> **Requirement A**: In the text about Idaho campaign ads, where does the Boise district's per-pupil spending rank among Idaho's school districts and charter schools?
>> START Given text
The ad touts well-known distinctions the Boise district has earned for student achievement and for higher rates of high school graduates going on to college. Boise High School has long been ranked one of the best high schools in the nation, and the district’s course offerings, programs and facilities exceed those in many Idaho districts.
That’s in part because the Boise district is a charter school district, one of just three, created before Idaho was a state. As such, it has additional property taxing authority, so its funding is more protected than that of most Idaho school districts. However, its per-pupil spending, while above the state average, ranks just 58th out of Idaho’s 159 Idaho school districts and charter schools. You can read my full AdWatch story here at spokesman.com.
Idaho Gov. Butch Otter’s latest campaign commercial features a real estate broker crediting the GOP governor with turning around the state’s economy and looking out for “all industries.” “Our governor, Butch Otter, has had a lot to do with us coming out of that downturn,” Eagle, Idaho Realtor Tracy Kasper says in the ad, which shows scenes of home construction, manufacturing, and the sun breaking through the clouds over familiar Idaho scenes. “He had to make some tough choices, we all did. He took a hard stance and had to be a big watchdog for all industries.”
>> END Given text
>> START Provided information
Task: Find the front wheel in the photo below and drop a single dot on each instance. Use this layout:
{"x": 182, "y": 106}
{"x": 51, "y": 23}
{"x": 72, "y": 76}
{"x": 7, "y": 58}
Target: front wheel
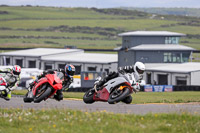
{"x": 44, "y": 92}
{"x": 118, "y": 95}
{"x": 88, "y": 97}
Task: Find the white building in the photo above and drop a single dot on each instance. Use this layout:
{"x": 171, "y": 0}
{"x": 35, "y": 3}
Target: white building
{"x": 52, "y": 58}
{"x": 173, "y": 74}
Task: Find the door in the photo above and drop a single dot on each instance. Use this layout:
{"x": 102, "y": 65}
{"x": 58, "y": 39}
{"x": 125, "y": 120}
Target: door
{"x": 162, "y": 79}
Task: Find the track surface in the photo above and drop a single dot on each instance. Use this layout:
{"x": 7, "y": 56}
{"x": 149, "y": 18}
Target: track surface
{"x": 17, "y": 102}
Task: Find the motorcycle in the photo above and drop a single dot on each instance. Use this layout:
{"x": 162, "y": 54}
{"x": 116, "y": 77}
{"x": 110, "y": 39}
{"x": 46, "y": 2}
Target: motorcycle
{"x": 3, "y": 86}
{"x": 113, "y": 91}
{"x": 45, "y": 87}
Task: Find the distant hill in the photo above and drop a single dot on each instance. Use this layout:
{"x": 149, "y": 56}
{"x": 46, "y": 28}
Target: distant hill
{"x": 195, "y": 12}
{"x": 87, "y": 28}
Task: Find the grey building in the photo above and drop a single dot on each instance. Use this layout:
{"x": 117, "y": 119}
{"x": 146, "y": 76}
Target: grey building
{"x": 31, "y": 58}
{"x": 173, "y": 73}
{"x": 51, "y": 58}
{"x": 152, "y": 47}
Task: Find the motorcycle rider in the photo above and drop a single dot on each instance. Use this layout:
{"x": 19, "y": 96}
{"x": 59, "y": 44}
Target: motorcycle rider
{"x": 68, "y": 71}
{"x": 138, "y": 69}
{"x": 12, "y": 77}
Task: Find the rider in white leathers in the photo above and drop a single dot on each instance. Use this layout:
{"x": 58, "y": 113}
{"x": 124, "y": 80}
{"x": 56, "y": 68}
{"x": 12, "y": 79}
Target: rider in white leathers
{"x": 12, "y": 77}
{"x": 137, "y": 69}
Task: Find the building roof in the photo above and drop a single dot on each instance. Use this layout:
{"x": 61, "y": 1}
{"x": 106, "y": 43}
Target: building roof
{"x": 151, "y": 33}
{"x": 179, "y": 68}
{"x": 36, "y": 52}
{"x": 84, "y": 58}
{"x": 146, "y": 47}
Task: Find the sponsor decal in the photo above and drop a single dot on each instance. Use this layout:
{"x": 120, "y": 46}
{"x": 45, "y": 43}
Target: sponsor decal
{"x": 158, "y": 88}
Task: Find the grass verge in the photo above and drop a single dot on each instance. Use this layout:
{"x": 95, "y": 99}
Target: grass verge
{"x": 143, "y": 97}
{"x": 62, "y": 121}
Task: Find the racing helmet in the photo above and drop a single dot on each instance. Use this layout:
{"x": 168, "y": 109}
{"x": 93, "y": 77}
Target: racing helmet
{"x": 139, "y": 69}
{"x": 69, "y": 70}
{"x": 16, "y": 70}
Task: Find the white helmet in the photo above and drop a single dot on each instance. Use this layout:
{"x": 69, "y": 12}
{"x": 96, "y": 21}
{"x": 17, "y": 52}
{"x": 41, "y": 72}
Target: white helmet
{"x": 139, "y": 69}
{"x": 16, "y": 70}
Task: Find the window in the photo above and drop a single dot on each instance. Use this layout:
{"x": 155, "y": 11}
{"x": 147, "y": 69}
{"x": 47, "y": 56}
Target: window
{"x": 19, "y": 62}
{"x": 148, "y": 78}
{"x": 78, "y": 69}
{"x": 92, "y": 68}
{"x": 181, "y": 81}
{"x": 32, "y": 64}
{"x": 61, "y": 66}
{"x": 90, "y": 76}
{"x": 175, "y": 58}
{"x": 167, "y": 57}
{"x": 171, "y": 40}
{"x": 106, "y": 70}
{"x": 48, "y": 66}
{"x": 7, "y": 61}
{"x": 162, "y": 79}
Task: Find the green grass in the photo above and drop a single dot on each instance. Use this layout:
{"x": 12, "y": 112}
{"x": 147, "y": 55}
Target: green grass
{"x": 64, "y": 120}
{"x": 36, "y": 21}
{"x": 144, "y": 97}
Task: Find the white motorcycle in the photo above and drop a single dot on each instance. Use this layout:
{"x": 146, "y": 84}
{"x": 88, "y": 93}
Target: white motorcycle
{"x": 114, "y": 90}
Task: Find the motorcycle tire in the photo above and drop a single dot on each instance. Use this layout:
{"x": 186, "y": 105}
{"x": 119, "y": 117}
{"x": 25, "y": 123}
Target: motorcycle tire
{"x": 27, "y": 100}
{"x": 88, "y": 97}
{"x": 119, "y": 98}
{"x": 44, "y": 95}
{"x": 127, "y": 100}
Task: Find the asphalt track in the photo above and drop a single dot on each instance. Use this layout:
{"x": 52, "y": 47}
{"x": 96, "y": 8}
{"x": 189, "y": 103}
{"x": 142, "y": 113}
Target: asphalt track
{"x": 17, "y": 102}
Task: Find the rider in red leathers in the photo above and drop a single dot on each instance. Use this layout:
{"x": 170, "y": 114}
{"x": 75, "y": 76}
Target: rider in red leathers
{"x": 68, "y": 71}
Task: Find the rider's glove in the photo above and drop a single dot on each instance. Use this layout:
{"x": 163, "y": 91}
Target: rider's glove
{"x": 7, "y": 90}
{"x": 136, "y": 86}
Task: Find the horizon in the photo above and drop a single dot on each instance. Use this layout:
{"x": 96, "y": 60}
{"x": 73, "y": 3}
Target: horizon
{"x": 106, "y": 3}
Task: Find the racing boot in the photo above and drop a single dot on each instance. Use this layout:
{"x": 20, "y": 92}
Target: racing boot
{"x": 7, "y": 96}
{"x": 59, "y": 95}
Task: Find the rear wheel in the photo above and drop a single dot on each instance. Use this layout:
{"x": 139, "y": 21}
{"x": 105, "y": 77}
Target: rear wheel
{"x": 127, "y": 100}
{"x": 88, "y": 97}
{"x": 118, "y": 95}
{"x": 27, "y": 100}
{"x": 42, "y": 93}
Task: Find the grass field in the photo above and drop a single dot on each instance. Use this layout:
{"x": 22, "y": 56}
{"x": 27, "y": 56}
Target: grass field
{"x": 62, "y": 121}
{"x": 145, "y": 97}
{"x": 85, "y": 27}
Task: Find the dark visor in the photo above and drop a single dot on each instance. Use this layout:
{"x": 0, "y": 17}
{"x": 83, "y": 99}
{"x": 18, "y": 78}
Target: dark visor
{"x": 139, "y": 71}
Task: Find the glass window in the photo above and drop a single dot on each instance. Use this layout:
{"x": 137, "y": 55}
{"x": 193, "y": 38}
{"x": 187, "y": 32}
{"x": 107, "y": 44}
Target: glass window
{"x": 91, "y": 68}
{"x": 19, "y": 62}
{"x": 171, "y": 40}
{"x": 32, "y": 64}
{"x": 7, "y": 61}
{"x": 167, "y": 57}
{"x": 90, "y": 76}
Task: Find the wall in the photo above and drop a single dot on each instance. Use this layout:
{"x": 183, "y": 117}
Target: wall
{"x": 131, "y": 41}
{"x": 195, "y": 78}
{"x": 149, "y": 57}
{"x": 126, "y": 58}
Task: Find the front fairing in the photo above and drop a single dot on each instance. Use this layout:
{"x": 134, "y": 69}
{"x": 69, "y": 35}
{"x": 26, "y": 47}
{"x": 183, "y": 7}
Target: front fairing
{"x": 126, "y": 78}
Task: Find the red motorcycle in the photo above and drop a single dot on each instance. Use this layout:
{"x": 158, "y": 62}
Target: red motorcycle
{"x": 45, "y": 87}
{"x": 113, "y": 91}
{"x": 3, "y": 86}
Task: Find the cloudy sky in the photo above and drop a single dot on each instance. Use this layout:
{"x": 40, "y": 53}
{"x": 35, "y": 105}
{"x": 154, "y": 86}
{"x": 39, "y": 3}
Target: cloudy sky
{"x": 105, "y": 3}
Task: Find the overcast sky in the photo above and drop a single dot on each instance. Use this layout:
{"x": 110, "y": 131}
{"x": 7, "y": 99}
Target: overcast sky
{"x": 105, "y": 3}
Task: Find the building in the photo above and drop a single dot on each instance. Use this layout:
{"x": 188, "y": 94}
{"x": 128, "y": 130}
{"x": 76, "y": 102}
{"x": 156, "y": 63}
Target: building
{"x": 30, "y": 58}
{"x": 82, "y": 61}
{"x": 152, "y": 47}
{"x": 173, "y": 74}
{"x": 51, "y": 58}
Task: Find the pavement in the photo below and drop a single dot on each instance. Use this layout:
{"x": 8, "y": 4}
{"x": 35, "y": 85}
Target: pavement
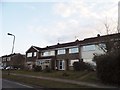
{"x": 67, "y": 81}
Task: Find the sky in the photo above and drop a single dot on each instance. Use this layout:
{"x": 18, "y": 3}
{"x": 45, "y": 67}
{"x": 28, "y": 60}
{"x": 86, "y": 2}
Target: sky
{"x": 46, "y": 22}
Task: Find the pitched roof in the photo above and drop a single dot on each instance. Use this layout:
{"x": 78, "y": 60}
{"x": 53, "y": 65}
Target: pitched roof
{"x": 81, "y": 42}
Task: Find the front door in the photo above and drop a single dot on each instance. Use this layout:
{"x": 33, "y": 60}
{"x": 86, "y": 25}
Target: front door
{"x": 61, "y": 65}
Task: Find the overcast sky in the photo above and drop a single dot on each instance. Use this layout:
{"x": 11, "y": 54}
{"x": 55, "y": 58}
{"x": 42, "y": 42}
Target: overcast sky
{"x": 46, "y": 22}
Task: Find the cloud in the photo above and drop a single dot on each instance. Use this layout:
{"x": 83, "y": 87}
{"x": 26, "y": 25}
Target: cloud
{"x": 79, "y": 18}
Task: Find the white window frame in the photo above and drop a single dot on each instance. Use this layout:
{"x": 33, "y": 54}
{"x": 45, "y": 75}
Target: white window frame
{"x": 48, "y": 53}
{"x": 61, "y": 51}
{"x": 35, "y": 54}
{"x": 72, "y": 61}
{"x": 29, "y": 54}
{"x": 85, "y": 48}
{"x": 71, "y": 50}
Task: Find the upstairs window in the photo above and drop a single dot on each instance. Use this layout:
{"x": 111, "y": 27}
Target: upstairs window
{"x": 73, "y": 50}
{"x": 61, "y": 51}
{"x": 48, "y": 53}
{"x": 29, "y": 54}
{"x": 72, "y": 62}
{"x": 35, "y": 54}
{"x": 89, "y": 48}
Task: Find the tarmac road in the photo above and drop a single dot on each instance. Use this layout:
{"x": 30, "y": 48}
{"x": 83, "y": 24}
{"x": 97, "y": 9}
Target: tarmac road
{"x": 12, "y": 84}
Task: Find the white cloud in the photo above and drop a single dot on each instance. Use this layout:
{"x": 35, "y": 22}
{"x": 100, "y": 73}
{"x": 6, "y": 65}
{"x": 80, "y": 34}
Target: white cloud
>> END Provided information
> **Requirement B**: Find each line in the listing that contains the word "pavement" and copy those lines.

> **Exercise answer A**: 58th out of 159

> **Exercise answer B**:
Task: Find the pavement in the photo below and drop a single dot on each instance. Use this layout:
Target: pavement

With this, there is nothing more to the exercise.